**ВАШЕ ЗАДАНИЕ**:
Перепишите слово в слово отрывок из текста о любви к собакам: от «Но, конечно, Людо» до «когда он умрет.» включительно.

##### ФРАГМЕНТ ДОКУМЕНТА

Наша многовековая любовь к собакам никогда не была столь сильной. Что рассказывает о нас изучение лучшего друга человека?
Зачем он здесь? Почему, когда я пишу эти строки, моя собака лежит у моих ног свернувшись калачиком? Как я стал дорожить его теплой, но слегка оскорбительной остротой? Как его рыбье дыхание стало предметом шуток во время дружеского ужина? Почему я ежегодно выкладываю более 1000 фунтов стерлингов за его страховку? И почему я его так сильно люблю?
Людо – ничем не примечательный пёс. Он просто еще один лабрадор-ретривер, один из примерно 500 000 в Великобритании (он был бы одним из миллиона в Соединенных Штатах, самой популярной породой в обеих странах). У Людо много общего со всеми ними. Он любит играть в мяч, может съесть всю пищу во вселенной и ничего не оставить другим собакам. Склонен к дисплазии тазобедренного сустава. Выглядит особенно умильно на плюшевой кровати в доме с центральным отоплением, очень далеко от дома его предков на Ньюфаундленде.
Но, конечно, Людо — уникальное животное для меня и всей его человеческой семьи. Сейчас он пожилой джентльмен в возрасте 12 с половиной лет, и мы сделаем почти все, чтобы обеспечить его дальнейшее счастливое бытие. Мы охотно промокаем, пока он пытается уловить каждый запах на Хэмпстед-Хит. Планируем наши дни в соответствии с его потребностями — приемом пищи, прогулками, доставкой жизненно важных лекарств (у него эпилепсия). Тратим на него невероятно большую сумму нашего располагаемого дохода, и он никогда не посылает нам в ответ благодарственных открыток. Когда его нет с нами несколько дней (например, когда наши дети берут его на выходные), в доме кажется необычайно пусто. Мне так повезло знать его. Бог знает, как мы справимся, когда он умрет.

##########
##### РАЗДЕЛ ДАННЫХ

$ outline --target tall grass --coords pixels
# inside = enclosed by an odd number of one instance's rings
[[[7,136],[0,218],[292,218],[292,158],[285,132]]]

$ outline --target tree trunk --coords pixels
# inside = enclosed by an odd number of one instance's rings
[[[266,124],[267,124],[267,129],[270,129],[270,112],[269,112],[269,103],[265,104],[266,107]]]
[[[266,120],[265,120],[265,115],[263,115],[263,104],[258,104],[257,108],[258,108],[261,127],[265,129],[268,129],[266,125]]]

##########

**ПИСЬМЕННЫЙ ОТВЕТ**:
Но, конечно, Людо — уникальное животное для меня и всей его человеческой семьи. Сейчас он пожилой джентльмен в возрасте 12 с половиной лет, и мы сделаем почти все, чтобы обеспечить его дальнейшее счастливое бытие. Мы охотно промокаем, пока он пытается уловить каждый запах на Хэмпстед-Хит. Планируем наши дни в соответствии с его потребностями — приемом пищи, прогулками, доставкой жизненно важных лекарств (у него эпилепсия). Тратим на него невероятно большую сумму нашего располагаемого дохода, и он никогда не посылает нам в ответ благодарственных открыток. Когда его нет с нами несколько дней (например, когда наши дети берут его на выходные), в доме кажется необычайно пусто. Мне так повезло знать его. Бог знает, как мы справимся, когда он умрет.